**EXERCISE:** Write out the full set of records below exactly.

**DATA TO PROCESS:**

------------

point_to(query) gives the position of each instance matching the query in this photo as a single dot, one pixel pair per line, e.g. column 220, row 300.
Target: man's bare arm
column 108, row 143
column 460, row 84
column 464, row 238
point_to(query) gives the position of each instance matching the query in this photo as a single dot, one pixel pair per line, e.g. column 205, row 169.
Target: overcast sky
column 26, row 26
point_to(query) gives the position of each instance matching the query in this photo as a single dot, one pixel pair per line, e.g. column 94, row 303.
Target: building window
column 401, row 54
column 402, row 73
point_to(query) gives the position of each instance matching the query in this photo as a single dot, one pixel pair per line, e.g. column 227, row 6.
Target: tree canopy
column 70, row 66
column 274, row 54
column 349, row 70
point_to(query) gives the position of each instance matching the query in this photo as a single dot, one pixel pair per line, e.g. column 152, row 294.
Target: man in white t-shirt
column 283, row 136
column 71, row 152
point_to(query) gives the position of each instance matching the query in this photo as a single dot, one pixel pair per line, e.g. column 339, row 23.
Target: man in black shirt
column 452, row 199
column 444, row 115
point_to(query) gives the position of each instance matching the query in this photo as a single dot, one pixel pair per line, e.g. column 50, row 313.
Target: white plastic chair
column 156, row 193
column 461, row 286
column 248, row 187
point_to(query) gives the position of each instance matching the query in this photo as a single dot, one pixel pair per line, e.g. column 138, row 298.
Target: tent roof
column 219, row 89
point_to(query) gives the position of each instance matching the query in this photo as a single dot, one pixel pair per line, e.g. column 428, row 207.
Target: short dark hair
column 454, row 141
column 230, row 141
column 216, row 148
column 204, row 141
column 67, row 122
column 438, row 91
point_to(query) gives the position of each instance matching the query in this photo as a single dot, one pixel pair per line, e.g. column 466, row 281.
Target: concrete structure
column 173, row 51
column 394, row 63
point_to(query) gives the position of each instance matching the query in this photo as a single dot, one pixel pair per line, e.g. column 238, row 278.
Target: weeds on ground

------------

**SOLUTION FOR THIS EXERCISE:**
point_to(query) gives the position of each instance matching the query in this photo as a single dot, one pixel pair per line, e.g. column 220, row 300.
Target: man's bare arm
column 108, row 143
column 460, row 84
column 464, row 238
point_to(query) gives the position of each instance matching the query in this photo as a single dot, one pixel pair per line, e.g. column 205, row 169.
Target: overcast sky
column 26, row 26
point_to(query) gives the position of each instance matching the query in this photo as a single dot, one pixel pair per line, e.g. column 94, row 303.
Target: building window
column 401, row 54
column 402, row 73
point_to(query) gives the position of each instance matching the query in this photo as a single dot, one pixel pair per line, e.g. column 227, row 6.
Target: tree canopy
column 70, row 66
column 274, row 54
column 349, row 70
point_to(query) gives the position of each instance matching the query in this photo as a single dot, one pixel pair per line, e.g. column 152, row 294.
Target: man in white t-shirt
column 283, row 136
column 71, row 152
point_to(query) gives the position of each instance matching the query in this photo as a single dot, one pixel pair per line, e.g. column 339, row 23.
Target: man in black shirt
column 452, row 199
column 444, row 115
point_to(query) gives the position of each instance matching the query in this photo as a single dot, one pixel pair per line, e.g. column 50, row 313.
Target: white plastic chair
column 156, row 193
column 461, row 286
column 248, row 187
point_to(query) gives the position of each instance matching the query in this photo as a single dot, one pixel pair per line, e.g. column 138, row 298.
Target: tent roof
column 219, row 89
point_to(query) gives the position of each instance matching the query in this photo as a single dot, one pixel pair per line, e.g. column 428, row 207.
Target: short dark hair
column 454, row 141
column 230, row 141
column 216, row 148
column 204, row 141
column 67, row 122
column 438, row 91
point_to(query) gives the position of each instance matching the query in this photo as a single dot, one pixel pair per line, e.g. column 466, row 281.
Target: concrete structure
column 173, row 51
column 394, row 63
point_to(query) gives the position of each instance matching the query in this photo as a single dot, one pixel pair per line, e.g. column 238, row 278.
Target: weeds on ground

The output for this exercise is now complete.